» **WHAT IS REQUIRED**
Every entry below, from first to last, should be copied exactly.

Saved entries
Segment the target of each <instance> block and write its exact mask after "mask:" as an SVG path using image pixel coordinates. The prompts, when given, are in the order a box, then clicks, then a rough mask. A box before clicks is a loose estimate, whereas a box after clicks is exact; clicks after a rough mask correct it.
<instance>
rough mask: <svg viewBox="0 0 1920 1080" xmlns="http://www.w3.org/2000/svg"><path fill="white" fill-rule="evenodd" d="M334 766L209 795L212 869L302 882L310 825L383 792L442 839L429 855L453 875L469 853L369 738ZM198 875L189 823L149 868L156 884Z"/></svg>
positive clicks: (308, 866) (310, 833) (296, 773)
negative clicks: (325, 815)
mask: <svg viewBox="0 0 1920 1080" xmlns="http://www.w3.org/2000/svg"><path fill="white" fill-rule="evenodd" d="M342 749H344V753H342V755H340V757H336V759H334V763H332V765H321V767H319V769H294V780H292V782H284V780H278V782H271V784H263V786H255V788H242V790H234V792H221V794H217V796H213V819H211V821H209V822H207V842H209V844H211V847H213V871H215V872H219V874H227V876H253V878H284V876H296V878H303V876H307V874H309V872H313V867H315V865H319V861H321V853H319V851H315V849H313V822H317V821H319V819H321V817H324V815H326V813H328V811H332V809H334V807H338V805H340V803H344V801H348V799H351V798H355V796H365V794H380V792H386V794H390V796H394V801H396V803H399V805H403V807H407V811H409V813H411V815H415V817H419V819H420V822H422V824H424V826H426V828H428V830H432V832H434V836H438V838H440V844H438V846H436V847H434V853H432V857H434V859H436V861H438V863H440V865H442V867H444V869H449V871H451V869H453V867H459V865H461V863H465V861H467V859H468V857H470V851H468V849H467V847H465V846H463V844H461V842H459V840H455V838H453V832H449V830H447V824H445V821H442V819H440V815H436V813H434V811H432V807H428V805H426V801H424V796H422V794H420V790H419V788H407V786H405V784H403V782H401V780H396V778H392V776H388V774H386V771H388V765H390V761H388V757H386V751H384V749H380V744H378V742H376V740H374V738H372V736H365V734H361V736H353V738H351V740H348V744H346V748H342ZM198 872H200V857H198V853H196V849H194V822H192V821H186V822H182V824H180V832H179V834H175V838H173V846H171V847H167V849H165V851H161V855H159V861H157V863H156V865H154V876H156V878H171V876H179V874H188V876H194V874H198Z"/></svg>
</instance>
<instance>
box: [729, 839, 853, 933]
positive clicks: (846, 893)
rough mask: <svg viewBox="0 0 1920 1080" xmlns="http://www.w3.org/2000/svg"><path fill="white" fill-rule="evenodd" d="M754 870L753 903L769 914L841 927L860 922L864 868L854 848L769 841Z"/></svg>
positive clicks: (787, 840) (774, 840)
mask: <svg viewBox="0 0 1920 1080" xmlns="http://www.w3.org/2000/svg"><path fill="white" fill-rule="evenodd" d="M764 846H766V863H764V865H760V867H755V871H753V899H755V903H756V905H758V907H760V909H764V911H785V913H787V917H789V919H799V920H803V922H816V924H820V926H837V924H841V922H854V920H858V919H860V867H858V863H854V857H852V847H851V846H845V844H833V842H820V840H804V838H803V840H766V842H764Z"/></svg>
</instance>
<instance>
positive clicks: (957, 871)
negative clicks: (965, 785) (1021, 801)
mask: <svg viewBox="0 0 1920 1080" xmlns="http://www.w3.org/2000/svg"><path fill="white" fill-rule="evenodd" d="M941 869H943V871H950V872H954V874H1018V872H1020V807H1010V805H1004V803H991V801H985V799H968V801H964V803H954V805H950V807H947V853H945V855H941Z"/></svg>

» **ANSWER FOR THE TASK**
Segment the target of each <instance> block and write its exact mask after "mask:" as an SVG path using image pixel coordinates. The prompts, when given, are in the order a box, then clicks, then a rough mask. A box before clicks is a loose estimate, whereas a box after clicks is exact; clicks after a rough mask correct it.
<instance>
rough mask: <svg viewBox="0 0 1920 1080" xmlns="http://www.w3.org/2000/svg"><path fill="white" fill-rule="evenodd" d="M334 766L209 795L212 869L302 882L310 825L383 792L442 839L429 855L453 875L469 853L369 738ZM198 875L189 823L149 868L156 884Z"/></svg>
positive clicks: (308, 866) (310, 833) (296, 773)
negative clicks: (325, 815)
mask: <svg viewBox="0 0 1920 1080" xmlns="http://www.w3.org/2000/svg"><path fill="white" fill-rule="evenodd" d="M342 749H344V753H342V755H340V757H336V759H334V763H332V765H321V767H319V769H294V780H292V782H284V780H278V782H271V784H263V786H255V788H242V790H234V792H221V794H217V796H213V819H211V821H209V822H207V842H209V844H211V847H213V871H215V872H219V874H227V876H253V878H284V876H296V878H303V876H307V874H309V872H313V867H315V865H319V861H321V853H319V851H315V849H313V822H317V821H319V819H321V817H324V815H326V813H328V811H332V809H334V807H338V805H340V803H344V801H348V799H351V798H355V796H365V794H380V792H386V794H390V796H394V801H396V803H399V805H403V807H407V811H409V813H411V815H415V817H419V819H420V822H422V824H424V826H426V828H428V830H432V832H434V836H438V838H440V844H438V846H436V847H434V853H432V857H434V859H436V861H438V863H440V865H442V867H444V869H449V871H451V869H453V867H459V865H461V863H465V861H467V859H468V857H470V851H468V849H467V847H465V846H463V844H461V842H459V840H455V838H453V832H449V830H447V824H445V821H442V819H440V815H436V813H434V811H432V807H428V805H426V801H424V796H422V794H420V790H419V788H407V786H405V784H403V782H401V780H396V778H392V776H388V774H386V771H388V765H390V761H388V757H386V751H384V749H380V744H378V742H376V740H374V738H372V736H365V734H361V736H353V738H351V740H348V744H346V748H342ZM198 872H200V857H198V853H196V849H194V822H192V821H186V822H182V824H180V832H179V834H175V838H173V846H171V847H167V849H165V851H161V855H159V861H157V863H156V865H154V876H156V878H171V876H179V874H188V876H194V874H198Z"/></svg>
</instance>
<instance>
box: [729, 839, 853, 933]
positive clicks: (846, 893)
rough mask: <svg viewBox="0 0 1920 1080" xmlns="http://www.w3.org/2000/svg"><path fill="white" fill-rule="evenodd" d="M754 870L753 903L769 914L841 927L860 922L864 868L854 848L769 841Z"/></svg>
positive clicks: (787, 840) (774, 840)
mask: <svg viewBox="0 0 1920 1080" xmlns="http://www.w3.org/2000/svg"><path fill="white" fill-rule="evenodd" d="M764 846H766V863H764V865H760V867H755V871H753V899H755V903H756V905H758V907H760V909H764V911H785V913H787V917H789V919H799V920H803V922H816V924H820V926H837V924H841V922H854V920H858V919H860V867H858V863H854V857H852V847H851V846H845V844H833V842H820V840H804V838H803V840H766V842H764Z"/></svg>
</instance>
<instance>
positive clicks: (957, 871)
negative clicks: (965, 785) (1021, 801)
mask: <svg viewBox="0 0 1920 1080" xmlns="http://www.w3.org/2000/svg"><path fill="white" fill-rule="evenodd" d="M941 869H943V871H950V872H954V874H1018V872H1020V807H1010V805H1004V803H991V801H985V799H968V801H964V803H954V805H950V807H947V853H945V855H941Z"/></svg>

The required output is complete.